- _Data extracts_

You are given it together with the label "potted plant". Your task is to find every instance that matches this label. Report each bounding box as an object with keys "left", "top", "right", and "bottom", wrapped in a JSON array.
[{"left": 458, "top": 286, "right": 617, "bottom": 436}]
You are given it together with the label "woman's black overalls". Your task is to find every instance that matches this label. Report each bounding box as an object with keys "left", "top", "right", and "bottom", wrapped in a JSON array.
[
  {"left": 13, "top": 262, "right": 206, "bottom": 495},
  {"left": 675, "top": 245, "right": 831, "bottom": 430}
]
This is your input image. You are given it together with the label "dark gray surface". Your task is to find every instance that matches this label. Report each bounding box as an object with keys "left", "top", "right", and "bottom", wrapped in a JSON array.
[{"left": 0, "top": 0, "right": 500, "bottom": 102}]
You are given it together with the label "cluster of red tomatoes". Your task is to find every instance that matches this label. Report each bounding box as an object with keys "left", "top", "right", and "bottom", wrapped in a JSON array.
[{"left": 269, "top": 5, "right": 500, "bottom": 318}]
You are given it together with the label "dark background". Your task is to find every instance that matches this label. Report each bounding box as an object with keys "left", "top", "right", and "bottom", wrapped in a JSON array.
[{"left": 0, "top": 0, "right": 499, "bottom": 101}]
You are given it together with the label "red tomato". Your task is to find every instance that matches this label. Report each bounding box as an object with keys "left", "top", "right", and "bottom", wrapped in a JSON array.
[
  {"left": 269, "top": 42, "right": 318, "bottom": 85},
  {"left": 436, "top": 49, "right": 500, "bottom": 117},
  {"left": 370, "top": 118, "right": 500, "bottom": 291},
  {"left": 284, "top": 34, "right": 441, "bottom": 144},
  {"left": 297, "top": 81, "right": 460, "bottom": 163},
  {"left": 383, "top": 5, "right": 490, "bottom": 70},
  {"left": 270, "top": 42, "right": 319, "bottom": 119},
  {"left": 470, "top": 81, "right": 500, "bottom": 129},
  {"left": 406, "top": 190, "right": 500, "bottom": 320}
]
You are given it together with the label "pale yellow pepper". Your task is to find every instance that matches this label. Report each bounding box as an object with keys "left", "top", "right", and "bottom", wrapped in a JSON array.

- _What you have to do_
When you answer, output all of the material exactly as it appears above.

- _Output for this exercise_
You are given it together with the label "potted plant". Your task is to find every instance that matches this label. Report each bounding box as an object with keys "left", "top", "right", and "bottom", wrapped in a JSON array.
[{"left": 458, "top": 286, "right": 617, "bottom": 436}]
You are given it together with the label "woman's black overalls". Your task is to find every instance that matches this label. Report each bounding box as an object with keys "left", "top", "right", and "bottom", wrapped in a JSON array.
[
  {"left": 13, "top": 262, "right": 206, "bottom": 495},
  {"left": 675, "top": 245, "right": 831, "bottom": 430}
]
This is your input image. You are given it together with the label "dark gray surface". Your task is to find every instance that matches this label. Report each bounding box as an object with keys "left", "top", "right", and "bottom", wrapped in a JSON array.
[{"left": 0, "top": 0, "right": 500, "bottom": 102}]
You are given it together with the label "cluster of red tomatoes". Your task is to find every instance that matches this label. Report each bounding box as an object with keys "left", "top", "right", and "bottom", wrapped in a JSON array.
[{"left": 269, "top": 5, "right": 500, "bottom": 318}]
You are given it together with the label "dark background". Your task is to find every instance that matches this label. Report each bounding box as an object with keys "left", "top", "right", and "bottom", wrapped in a JSON array.
[{"left": 0, "top": 0, "right": 499, "bottom": 101}]
You are given it together with the label "red tomato". Your task is to find every instance that matches this label. Report each bounding box as an object with keys "left", "top", "right", and "bottom", wrapped in a JSON array.
[
  {"left": 269, "top": 42, "right": 318, "bottom": 85},
  {"left": 436, "top": 49, "right": 500, "bottom": 117},
  {"left": 370, "top": 118, "right": 500, "bottom": 291},
  {"left": 284, "top": 34, "right": 441, "bottom": 144},
  {"left": 297, "top": 81, "right": 460, "bottom": 163},
  {"left": 383, "top": 5, "right": 490, "bottom": 70},
  {"left": 270, "top": 42, "right": 319, "bottom": 119},
  {"left": 470, "top": 81, "right": 500, "bottom": 129},
  {"left": 406, "top": 190, "right": 500, "bottom": 320}
]
You are given it together with the label "pale yellow pepper". Your task is to find every instance that matches this label. Report each bounding box as an object with keys "left", "top", "right", and "bottom", wrapped in a JSON array.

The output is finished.